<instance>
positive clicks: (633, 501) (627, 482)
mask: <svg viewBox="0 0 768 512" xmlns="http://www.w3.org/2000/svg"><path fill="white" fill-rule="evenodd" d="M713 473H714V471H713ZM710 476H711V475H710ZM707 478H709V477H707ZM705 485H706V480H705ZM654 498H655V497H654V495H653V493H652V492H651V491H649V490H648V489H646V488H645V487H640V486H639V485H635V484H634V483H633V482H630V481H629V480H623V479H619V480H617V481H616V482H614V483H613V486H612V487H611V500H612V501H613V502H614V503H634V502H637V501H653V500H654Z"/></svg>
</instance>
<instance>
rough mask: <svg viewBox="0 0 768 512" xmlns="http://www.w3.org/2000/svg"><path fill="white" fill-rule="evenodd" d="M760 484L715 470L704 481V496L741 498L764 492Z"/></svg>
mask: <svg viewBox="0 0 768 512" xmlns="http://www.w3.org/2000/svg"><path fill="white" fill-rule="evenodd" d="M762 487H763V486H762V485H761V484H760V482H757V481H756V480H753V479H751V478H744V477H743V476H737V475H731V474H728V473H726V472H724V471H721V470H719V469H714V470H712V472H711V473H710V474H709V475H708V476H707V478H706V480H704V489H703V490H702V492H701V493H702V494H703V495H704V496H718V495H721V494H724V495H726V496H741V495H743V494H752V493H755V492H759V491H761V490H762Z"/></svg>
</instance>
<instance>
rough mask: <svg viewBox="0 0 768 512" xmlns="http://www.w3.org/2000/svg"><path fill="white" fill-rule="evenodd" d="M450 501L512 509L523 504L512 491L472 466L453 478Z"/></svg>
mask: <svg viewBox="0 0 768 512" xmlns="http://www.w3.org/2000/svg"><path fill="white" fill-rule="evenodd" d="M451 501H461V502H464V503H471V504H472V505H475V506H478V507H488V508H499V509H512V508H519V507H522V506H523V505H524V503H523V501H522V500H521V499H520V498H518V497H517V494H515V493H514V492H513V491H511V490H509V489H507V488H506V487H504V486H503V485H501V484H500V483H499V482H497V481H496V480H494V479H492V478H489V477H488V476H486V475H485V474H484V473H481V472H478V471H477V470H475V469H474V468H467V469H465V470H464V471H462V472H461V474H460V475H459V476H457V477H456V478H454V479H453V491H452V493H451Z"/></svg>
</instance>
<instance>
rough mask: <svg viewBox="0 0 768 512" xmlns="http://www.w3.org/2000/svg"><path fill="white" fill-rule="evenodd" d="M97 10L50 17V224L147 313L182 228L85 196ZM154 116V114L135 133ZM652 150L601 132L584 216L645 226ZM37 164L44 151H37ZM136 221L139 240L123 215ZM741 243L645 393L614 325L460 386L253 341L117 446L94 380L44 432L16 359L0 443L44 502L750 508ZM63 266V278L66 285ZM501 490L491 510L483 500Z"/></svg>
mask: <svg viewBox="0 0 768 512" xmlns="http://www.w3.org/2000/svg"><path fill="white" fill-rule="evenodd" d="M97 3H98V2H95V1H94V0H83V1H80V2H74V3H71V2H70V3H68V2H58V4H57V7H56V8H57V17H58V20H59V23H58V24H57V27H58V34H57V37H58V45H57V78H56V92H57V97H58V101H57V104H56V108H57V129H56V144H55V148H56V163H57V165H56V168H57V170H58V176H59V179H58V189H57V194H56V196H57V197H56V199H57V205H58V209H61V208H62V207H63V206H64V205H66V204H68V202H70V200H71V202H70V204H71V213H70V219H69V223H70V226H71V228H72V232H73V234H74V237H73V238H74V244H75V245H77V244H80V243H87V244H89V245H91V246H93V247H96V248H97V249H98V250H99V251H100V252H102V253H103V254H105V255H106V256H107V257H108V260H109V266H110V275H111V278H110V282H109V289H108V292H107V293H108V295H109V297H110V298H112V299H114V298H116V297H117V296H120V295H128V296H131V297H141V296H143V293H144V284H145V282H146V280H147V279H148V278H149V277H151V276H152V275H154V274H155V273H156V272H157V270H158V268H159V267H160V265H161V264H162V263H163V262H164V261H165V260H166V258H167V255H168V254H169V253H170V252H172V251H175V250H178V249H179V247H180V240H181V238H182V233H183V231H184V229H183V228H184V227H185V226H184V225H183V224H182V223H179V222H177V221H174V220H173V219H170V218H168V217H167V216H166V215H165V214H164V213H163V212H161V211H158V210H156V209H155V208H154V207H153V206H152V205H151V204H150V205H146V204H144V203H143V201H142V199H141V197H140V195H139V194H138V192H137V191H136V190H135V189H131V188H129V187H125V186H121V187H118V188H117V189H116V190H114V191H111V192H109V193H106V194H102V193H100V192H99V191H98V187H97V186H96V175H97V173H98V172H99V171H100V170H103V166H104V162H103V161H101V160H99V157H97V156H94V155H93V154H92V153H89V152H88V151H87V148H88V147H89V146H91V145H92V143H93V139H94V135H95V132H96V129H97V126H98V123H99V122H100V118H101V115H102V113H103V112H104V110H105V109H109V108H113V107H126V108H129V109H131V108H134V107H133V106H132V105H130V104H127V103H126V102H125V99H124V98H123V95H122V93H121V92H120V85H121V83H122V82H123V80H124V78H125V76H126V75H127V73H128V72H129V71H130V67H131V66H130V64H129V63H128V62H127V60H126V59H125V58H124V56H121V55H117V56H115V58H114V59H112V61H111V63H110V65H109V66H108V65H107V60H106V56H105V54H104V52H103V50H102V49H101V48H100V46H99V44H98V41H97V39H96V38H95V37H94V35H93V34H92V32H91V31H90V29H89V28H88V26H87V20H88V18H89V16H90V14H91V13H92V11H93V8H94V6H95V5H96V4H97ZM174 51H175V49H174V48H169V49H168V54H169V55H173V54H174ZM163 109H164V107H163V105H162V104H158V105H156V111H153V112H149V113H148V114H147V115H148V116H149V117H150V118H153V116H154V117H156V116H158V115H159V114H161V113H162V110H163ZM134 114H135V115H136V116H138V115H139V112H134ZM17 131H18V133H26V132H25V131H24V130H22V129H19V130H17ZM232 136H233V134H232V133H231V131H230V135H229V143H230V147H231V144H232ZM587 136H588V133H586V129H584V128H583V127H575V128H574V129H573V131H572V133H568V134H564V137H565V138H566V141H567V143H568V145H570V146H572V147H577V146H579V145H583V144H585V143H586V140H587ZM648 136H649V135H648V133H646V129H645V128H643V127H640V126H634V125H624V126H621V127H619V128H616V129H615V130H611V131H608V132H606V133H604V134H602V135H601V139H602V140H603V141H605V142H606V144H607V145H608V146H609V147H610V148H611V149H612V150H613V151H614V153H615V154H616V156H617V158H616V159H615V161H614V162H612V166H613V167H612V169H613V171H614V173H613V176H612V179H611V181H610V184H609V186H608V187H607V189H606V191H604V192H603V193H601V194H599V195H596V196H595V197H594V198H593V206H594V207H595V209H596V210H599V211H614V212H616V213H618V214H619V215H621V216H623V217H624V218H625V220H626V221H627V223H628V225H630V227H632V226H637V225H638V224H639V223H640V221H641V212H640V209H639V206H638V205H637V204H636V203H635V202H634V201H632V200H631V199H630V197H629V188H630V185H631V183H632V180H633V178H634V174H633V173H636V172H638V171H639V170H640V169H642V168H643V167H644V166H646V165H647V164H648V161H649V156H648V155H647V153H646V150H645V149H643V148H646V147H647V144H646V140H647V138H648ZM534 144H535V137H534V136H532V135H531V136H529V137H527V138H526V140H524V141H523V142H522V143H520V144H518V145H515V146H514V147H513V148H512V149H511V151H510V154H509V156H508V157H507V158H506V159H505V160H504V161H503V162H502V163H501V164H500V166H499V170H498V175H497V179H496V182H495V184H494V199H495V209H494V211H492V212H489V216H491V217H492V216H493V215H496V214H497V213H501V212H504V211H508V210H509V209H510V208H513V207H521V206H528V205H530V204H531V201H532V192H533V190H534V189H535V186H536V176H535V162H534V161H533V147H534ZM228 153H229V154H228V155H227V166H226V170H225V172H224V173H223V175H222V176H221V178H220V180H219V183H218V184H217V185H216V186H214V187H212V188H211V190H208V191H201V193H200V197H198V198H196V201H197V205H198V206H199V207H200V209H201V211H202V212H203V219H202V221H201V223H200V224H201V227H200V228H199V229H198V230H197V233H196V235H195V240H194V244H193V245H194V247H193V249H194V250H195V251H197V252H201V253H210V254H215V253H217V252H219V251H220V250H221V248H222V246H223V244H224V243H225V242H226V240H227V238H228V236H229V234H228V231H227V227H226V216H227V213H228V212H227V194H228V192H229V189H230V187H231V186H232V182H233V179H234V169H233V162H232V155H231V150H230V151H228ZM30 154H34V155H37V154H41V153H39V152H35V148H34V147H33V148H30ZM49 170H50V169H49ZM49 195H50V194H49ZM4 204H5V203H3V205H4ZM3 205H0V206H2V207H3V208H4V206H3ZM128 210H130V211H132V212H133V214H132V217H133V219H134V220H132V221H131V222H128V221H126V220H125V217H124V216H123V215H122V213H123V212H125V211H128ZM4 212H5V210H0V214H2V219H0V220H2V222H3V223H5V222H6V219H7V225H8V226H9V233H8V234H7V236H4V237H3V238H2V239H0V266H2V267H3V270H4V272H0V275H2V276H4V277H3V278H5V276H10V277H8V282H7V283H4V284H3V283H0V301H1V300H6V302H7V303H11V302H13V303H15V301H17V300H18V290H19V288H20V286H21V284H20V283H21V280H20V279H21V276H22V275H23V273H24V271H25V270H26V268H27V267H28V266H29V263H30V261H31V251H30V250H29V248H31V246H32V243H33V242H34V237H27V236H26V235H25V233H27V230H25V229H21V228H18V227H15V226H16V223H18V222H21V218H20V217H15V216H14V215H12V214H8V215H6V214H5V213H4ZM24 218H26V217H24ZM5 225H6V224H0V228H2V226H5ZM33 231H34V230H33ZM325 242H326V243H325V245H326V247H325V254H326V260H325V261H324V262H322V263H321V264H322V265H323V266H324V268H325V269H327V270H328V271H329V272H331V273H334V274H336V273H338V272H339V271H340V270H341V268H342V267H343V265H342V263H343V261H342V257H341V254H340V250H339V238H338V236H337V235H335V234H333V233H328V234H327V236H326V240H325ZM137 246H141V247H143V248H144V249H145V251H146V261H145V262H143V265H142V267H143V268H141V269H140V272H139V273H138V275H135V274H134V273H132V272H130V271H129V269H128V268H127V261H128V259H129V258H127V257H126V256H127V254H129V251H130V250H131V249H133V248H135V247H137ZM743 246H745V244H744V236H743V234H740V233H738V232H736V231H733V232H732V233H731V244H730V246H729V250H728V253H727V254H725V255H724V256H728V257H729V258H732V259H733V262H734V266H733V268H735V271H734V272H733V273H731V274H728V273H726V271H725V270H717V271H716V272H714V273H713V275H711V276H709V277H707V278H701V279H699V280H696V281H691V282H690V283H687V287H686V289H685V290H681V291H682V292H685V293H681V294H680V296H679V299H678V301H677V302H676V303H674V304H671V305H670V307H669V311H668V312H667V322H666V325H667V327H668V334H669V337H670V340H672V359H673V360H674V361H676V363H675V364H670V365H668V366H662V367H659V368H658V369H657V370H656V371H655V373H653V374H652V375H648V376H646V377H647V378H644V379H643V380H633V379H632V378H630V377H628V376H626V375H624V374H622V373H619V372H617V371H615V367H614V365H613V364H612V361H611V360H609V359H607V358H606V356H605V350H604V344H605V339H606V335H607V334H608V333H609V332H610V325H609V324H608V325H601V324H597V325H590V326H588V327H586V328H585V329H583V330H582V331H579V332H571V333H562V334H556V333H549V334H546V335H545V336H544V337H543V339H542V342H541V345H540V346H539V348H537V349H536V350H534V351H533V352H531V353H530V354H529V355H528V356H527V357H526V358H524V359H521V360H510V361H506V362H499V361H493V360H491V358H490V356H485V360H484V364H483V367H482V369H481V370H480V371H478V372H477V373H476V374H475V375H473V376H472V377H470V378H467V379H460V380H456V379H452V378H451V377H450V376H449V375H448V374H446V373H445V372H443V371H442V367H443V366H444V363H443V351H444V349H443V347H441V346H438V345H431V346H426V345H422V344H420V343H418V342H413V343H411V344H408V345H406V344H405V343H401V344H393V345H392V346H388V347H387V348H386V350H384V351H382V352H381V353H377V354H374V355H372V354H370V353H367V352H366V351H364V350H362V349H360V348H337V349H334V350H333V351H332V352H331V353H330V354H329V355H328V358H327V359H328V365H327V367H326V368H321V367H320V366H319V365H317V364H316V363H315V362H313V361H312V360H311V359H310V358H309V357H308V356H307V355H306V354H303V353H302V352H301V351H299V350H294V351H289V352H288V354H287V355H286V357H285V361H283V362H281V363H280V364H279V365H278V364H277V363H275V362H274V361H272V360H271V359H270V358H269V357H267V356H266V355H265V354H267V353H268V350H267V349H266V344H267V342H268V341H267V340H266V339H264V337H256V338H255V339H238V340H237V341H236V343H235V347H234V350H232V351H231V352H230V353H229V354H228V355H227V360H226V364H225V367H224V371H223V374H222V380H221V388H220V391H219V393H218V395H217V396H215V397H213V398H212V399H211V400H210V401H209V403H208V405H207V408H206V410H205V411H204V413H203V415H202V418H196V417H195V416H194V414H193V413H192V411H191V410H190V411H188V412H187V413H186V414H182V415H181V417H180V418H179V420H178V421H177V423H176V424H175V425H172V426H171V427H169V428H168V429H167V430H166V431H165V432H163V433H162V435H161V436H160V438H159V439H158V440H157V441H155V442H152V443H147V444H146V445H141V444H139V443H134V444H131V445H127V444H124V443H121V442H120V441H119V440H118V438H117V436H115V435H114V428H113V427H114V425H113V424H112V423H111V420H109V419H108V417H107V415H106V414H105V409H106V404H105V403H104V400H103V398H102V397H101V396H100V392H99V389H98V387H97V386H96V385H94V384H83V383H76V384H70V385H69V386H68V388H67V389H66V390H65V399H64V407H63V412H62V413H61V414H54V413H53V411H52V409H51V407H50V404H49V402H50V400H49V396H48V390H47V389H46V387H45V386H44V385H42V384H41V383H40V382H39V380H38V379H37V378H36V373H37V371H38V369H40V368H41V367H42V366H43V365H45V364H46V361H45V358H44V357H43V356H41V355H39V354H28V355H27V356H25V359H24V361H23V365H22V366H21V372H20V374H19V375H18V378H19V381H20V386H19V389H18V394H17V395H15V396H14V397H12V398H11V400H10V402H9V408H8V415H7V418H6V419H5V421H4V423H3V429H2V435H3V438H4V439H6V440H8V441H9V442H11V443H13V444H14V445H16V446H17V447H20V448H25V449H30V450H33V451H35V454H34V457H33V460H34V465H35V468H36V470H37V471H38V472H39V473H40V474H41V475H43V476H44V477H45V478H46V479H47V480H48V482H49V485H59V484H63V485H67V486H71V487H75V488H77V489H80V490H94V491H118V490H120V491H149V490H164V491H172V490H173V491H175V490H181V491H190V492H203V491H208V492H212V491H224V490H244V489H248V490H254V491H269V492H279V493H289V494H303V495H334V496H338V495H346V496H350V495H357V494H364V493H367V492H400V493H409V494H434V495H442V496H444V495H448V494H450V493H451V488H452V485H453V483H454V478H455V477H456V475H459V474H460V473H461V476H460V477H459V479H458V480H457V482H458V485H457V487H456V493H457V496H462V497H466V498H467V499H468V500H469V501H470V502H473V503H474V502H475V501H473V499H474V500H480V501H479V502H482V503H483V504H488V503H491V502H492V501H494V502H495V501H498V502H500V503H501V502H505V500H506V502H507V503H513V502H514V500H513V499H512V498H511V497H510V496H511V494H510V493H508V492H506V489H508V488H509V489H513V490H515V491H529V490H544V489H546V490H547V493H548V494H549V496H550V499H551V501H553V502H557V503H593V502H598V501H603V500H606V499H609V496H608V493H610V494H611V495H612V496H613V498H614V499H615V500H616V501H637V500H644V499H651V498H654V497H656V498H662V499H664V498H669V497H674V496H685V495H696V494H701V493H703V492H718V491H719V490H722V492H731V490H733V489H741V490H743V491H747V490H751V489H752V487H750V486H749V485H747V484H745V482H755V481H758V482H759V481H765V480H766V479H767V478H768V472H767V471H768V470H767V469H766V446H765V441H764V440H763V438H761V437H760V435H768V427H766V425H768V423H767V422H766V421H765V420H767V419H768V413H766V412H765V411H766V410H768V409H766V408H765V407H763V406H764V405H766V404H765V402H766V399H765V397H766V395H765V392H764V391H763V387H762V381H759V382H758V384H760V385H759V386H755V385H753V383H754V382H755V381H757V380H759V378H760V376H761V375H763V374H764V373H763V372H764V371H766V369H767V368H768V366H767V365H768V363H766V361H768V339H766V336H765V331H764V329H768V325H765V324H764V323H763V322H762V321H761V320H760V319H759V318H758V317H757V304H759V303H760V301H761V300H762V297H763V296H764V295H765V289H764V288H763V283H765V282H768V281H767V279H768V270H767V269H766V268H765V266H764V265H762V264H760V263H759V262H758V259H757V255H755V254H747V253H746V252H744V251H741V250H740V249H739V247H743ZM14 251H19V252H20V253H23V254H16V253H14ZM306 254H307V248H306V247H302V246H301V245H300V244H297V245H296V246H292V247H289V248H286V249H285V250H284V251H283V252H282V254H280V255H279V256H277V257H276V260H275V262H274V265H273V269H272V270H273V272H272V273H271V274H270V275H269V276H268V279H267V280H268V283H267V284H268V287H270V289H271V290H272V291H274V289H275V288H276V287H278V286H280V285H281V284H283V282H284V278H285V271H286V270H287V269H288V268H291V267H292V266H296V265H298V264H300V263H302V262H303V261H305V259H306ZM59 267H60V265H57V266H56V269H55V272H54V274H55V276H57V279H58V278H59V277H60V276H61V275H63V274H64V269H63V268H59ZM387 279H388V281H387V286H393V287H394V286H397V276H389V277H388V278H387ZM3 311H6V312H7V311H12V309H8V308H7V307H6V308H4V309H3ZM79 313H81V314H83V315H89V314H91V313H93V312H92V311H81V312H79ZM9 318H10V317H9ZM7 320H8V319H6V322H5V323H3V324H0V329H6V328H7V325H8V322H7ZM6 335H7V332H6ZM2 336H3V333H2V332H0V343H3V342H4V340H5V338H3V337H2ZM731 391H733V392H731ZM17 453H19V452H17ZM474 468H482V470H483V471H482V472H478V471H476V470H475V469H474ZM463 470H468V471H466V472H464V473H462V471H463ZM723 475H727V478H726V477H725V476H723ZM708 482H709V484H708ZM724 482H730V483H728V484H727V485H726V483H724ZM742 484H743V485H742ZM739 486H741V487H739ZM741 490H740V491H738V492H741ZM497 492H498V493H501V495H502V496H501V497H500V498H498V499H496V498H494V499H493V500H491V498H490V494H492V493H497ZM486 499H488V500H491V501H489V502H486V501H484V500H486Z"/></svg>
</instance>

■ WHAT YOU HAVE TO DO: If a line in the data contains the string "rough", copy it.

■ RESULT OF THE EXERCISE:
rough mask: <svg viewBox="0 0 768 512" xmlns="http://www.w3.org/2000/svg"><path fill="white" fill-rule="evenodd" d="M760 484L715 470L704 481V496L741 498L764 492Z"/></svg>
rough mask: <svg viewBox="0 0 768 512" xmlns="http://www.w3.org/2000/svg"><path fill="white" fill-rule="evenodd" d="M450 501L512 509L523 504L512 491L472 466L453 478Z"/></svg>
rough mask: <svg viewBox="0 0 768 512" xmlns="http://www.w3.org/2000/svg"><path fill="white" fill-rule="evenodd" d="M97 10L50 17V224L147 313L182 228L85 196ZM154 116V114L135 133ZM652 150L601 132L584 216L645 226ZM37 164L44 151H37ZM136 221L139 240L123 215ZM741 243L645 393L614 325L460 386L253 341L117 446L94 380L44 432L16 359L0 443L44 502L750 508ZM63 266V278L66 285ZM501 490L491 510L483 500Z"/></svg>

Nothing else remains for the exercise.